**Text for analysis**
++++++++++++++++++++

The role of standing variation in geographic convergent adaptation
Peter L. Ralph, Graham Coop
The extent to which populations experiencing shared selective pressures adapt through a shared genetic response is relevant to many questions in evolutionary biology. In a number of well studied traits and species, it appears that convergent evolution within species is common. In this paper, we explore how standing, deleterious genetic variation contributes to convergent genetic responses in a geographically spread population, extending our previous work on the topic. Geographically limited dispersal slows the spread of each selected allele, hence allowing other alleles — newly arisen mutants or present as standing variation — to spread before any one comes to dominate the population. When such alleles meet, their progress is substantially slowed — if the alleles are selectively equivalent, they mix slowly, dividing the species range into a random tessellation, which can be well understood by analogy to a Poisson process model of crystallization. In this framework, we derive the geographic scale over which a typical allele is expected to dominate, the time it takes the species to adapt as a whole, and the proportion of adaptive alleles that arise from standing variation. Finally, we explore how negative pleiotropic effects of alleles before an environment change can bias the subset of alleles that get to contribute to a species adaptive response. We apply the results to the many geographically localized G6PD deficiency alleles thought to confer resistance to malaria, whose large mutational target size and deleterious effects make them likely candidates to have been present as deleterious standing variation. We find the numbers and geographic spread of these alleles matches our predictions reasonably well, which suggest that these arose both from standing variation and new mutations since the advent of malaria. Our results suggest that much of adaptation may be geographically local even when selection pressures are wide-spread. We close by discussing the implications of these results for arguments of species coherence and the nature of divergence between species.

++++++++++++++++++++

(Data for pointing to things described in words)
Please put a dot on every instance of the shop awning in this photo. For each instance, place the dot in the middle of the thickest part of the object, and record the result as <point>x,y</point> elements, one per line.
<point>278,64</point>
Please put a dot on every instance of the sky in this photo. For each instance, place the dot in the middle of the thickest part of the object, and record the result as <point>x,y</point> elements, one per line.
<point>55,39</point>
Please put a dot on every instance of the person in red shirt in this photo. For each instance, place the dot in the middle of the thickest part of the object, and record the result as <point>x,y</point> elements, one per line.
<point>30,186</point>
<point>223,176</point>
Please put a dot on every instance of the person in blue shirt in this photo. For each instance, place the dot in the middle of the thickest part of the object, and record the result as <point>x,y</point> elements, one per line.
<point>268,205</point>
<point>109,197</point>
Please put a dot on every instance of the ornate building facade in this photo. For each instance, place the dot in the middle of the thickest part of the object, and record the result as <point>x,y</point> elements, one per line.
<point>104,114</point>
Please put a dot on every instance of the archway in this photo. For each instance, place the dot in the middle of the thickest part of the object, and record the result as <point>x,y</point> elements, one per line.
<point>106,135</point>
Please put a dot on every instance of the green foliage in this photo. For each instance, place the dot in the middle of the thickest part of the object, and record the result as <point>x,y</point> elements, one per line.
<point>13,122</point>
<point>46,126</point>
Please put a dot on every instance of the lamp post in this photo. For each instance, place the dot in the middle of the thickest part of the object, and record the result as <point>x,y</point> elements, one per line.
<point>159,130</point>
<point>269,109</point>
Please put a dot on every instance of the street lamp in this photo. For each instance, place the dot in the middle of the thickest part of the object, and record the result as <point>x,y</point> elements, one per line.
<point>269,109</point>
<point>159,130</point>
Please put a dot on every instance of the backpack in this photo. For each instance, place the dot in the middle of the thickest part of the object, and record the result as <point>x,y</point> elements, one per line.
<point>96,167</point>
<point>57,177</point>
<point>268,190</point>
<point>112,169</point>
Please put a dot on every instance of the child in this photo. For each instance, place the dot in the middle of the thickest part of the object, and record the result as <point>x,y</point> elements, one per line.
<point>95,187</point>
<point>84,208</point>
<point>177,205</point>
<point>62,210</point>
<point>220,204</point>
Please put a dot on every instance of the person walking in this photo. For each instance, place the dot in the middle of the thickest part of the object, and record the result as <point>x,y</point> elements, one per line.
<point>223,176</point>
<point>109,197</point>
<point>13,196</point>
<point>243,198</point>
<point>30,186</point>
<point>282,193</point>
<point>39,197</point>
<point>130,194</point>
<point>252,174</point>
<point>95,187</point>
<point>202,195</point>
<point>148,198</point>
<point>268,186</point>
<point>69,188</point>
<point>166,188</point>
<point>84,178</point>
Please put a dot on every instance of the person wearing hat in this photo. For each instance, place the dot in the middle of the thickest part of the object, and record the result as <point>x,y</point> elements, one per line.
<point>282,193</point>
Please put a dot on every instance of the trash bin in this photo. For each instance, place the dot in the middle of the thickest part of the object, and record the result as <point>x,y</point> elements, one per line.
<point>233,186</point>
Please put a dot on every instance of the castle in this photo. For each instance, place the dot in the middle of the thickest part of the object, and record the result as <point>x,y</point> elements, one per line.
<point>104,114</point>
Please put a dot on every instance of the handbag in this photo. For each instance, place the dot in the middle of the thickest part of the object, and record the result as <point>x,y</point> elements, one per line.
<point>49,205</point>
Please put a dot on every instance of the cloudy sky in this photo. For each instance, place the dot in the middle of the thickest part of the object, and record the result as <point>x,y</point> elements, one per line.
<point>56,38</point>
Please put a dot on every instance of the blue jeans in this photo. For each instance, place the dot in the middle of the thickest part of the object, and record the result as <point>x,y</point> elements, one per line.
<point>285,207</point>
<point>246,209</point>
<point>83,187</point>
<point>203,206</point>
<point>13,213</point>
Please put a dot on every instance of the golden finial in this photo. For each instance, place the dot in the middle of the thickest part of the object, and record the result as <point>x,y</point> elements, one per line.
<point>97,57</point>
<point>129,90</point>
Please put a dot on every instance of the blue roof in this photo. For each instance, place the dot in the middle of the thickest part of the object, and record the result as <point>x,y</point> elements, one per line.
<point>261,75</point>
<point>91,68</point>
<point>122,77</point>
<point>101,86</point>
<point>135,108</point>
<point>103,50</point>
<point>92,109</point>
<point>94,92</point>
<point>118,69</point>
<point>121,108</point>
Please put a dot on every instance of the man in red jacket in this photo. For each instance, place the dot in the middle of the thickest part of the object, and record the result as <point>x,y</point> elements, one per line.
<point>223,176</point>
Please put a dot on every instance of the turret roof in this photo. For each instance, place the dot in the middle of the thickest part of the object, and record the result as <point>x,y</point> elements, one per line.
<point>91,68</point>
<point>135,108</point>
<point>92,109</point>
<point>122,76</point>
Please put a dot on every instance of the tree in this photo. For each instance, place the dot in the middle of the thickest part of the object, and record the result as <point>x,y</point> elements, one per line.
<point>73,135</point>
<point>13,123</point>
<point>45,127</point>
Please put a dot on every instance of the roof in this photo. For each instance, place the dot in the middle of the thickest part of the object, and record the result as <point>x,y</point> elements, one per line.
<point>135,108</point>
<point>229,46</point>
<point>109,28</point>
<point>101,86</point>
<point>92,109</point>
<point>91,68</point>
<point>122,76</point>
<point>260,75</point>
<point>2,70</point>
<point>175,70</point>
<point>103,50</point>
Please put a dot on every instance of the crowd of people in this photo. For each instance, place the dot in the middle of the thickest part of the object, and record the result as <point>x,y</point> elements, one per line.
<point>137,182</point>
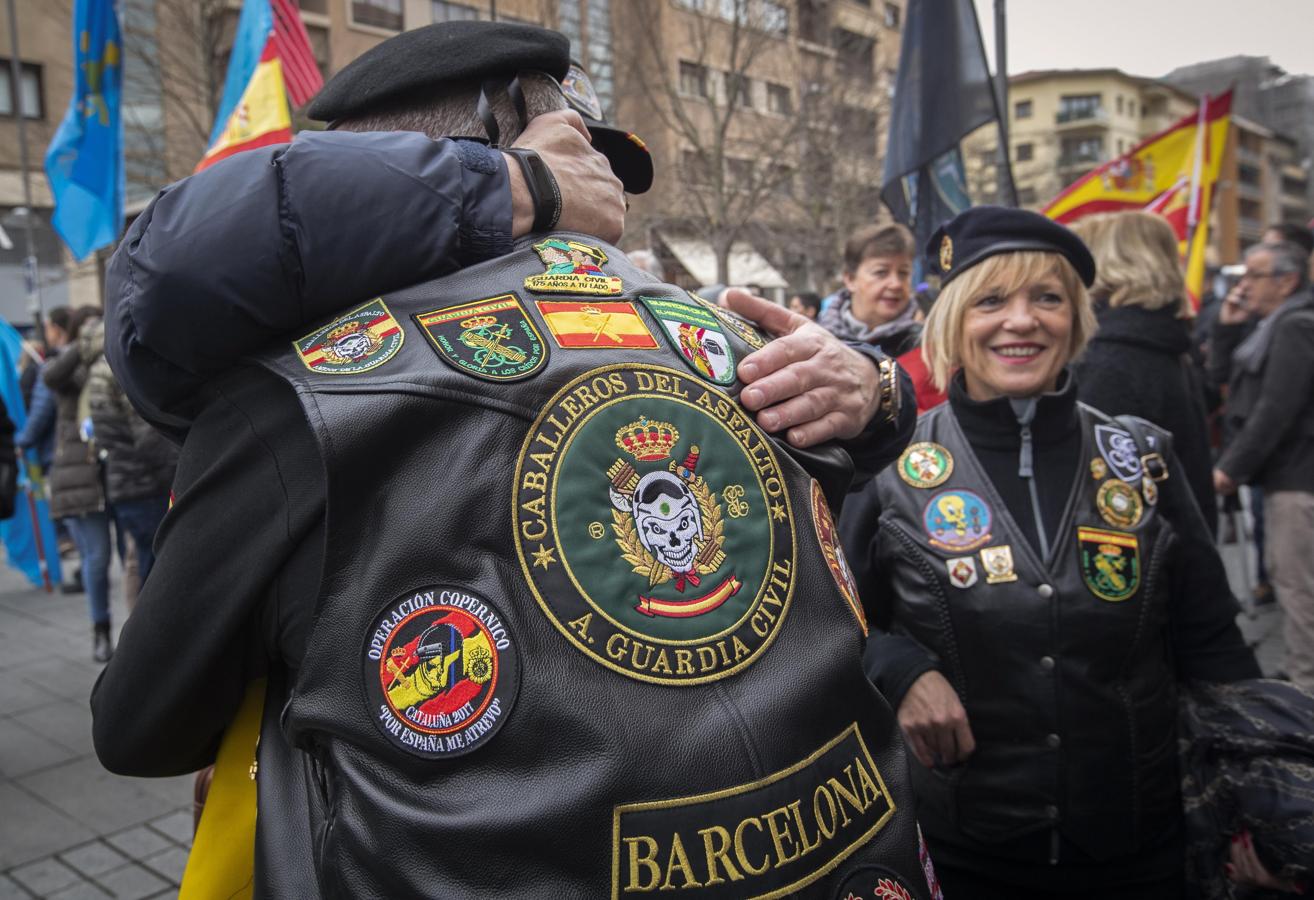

++++++++++++++++++++

**What is required**
According to the abstract on standing variation above, why are the G6PD deficiency alleles likely to have been present as deleterious standing variation?

**Answer box**
They have a large mutational target size and deleterious effects. These two features make them likely candidates to have existed as deleterious standing variation before malaria arrived.